**** ENTRIES SHOWN ****

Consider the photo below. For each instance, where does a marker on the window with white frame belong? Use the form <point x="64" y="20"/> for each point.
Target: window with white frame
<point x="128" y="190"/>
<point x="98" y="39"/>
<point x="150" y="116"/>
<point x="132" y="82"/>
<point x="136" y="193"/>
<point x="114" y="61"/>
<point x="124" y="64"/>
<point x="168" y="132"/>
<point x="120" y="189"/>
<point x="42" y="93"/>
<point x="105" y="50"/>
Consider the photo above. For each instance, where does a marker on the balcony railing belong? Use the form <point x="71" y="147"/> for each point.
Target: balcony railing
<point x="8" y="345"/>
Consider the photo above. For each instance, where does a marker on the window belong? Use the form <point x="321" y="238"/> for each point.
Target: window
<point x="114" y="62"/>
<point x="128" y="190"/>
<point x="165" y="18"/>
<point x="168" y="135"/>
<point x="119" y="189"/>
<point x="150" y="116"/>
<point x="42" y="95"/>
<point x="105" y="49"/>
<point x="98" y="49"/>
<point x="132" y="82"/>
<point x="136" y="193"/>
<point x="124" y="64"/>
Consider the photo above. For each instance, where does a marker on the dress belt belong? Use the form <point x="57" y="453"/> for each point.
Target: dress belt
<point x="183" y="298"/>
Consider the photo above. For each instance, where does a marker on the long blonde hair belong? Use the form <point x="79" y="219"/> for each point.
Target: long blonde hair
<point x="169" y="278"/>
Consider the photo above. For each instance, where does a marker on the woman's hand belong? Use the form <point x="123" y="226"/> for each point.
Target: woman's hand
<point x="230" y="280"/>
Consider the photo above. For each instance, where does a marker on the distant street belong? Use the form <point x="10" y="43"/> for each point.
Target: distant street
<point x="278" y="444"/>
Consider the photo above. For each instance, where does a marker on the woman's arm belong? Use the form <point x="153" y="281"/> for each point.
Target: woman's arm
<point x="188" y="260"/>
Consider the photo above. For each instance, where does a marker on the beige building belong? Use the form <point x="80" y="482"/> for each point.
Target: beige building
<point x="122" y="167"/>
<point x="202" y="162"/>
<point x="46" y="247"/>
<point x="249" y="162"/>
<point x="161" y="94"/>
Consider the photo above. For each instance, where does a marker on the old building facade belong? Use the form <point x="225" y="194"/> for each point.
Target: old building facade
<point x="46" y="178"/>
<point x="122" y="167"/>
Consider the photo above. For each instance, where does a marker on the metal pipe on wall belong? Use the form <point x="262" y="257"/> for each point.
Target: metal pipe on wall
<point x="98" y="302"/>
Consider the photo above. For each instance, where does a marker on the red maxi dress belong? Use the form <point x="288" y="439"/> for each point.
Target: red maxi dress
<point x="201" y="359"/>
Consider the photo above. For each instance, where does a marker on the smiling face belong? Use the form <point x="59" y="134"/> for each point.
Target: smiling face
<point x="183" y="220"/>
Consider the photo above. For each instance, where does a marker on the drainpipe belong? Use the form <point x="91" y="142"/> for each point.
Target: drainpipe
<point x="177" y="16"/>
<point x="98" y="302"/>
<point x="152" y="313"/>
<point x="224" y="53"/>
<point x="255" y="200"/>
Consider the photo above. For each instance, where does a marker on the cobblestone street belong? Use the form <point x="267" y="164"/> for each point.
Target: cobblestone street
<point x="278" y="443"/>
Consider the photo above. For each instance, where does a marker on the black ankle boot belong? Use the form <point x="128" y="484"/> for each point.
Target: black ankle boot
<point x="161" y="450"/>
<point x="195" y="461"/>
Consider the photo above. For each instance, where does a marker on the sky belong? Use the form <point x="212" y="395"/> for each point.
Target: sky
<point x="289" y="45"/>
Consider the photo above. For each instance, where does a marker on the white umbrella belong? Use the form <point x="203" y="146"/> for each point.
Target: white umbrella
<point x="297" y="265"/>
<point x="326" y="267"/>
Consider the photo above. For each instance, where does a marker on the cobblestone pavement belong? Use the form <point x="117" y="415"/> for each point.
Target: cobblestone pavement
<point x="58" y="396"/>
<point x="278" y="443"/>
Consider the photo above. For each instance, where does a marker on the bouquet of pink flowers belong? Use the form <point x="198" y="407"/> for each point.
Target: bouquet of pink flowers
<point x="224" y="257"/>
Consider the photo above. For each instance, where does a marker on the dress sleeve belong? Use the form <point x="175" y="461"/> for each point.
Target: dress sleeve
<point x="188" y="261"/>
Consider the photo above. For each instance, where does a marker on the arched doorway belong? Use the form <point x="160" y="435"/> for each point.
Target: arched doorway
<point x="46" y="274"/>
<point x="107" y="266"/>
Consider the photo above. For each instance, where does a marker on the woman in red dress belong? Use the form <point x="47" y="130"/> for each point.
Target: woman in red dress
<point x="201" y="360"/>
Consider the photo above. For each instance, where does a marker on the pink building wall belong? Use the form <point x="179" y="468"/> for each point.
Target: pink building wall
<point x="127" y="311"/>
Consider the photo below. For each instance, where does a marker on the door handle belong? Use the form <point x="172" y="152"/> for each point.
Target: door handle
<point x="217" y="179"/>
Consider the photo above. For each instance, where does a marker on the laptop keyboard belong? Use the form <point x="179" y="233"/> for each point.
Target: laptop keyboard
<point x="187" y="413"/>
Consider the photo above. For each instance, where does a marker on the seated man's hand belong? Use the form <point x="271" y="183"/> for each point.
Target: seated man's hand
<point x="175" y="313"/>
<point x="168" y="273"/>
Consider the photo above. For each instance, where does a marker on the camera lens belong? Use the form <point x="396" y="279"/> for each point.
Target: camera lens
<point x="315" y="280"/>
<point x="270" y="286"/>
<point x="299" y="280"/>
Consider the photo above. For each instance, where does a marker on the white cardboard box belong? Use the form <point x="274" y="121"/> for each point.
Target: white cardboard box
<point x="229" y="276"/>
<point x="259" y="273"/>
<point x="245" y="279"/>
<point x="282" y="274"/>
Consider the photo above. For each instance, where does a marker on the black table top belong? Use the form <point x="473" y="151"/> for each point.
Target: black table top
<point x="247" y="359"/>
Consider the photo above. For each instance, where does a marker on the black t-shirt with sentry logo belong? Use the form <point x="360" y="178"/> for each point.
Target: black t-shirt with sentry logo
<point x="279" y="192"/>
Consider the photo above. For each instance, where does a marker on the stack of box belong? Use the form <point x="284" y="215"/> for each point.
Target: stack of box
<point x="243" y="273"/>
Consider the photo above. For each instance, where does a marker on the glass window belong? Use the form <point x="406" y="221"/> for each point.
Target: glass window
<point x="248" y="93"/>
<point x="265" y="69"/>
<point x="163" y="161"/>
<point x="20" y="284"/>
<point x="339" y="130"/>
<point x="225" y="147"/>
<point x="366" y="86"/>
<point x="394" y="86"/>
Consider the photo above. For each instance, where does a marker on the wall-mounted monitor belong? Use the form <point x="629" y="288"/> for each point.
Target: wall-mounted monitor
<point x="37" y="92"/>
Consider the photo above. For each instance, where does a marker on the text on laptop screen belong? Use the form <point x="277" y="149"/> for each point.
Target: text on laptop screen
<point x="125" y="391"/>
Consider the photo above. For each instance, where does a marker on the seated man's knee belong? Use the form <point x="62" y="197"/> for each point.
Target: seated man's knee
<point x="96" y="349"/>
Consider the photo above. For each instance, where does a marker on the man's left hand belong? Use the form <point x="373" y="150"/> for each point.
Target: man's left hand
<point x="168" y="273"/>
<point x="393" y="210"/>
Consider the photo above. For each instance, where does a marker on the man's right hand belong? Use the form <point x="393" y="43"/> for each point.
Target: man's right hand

****

* [WHAT YOU ARE ASKED TO DO]: Look through the data above for lines holding the word "below". State how many there are and nothing else.

* [TASK SOLUTION]: 2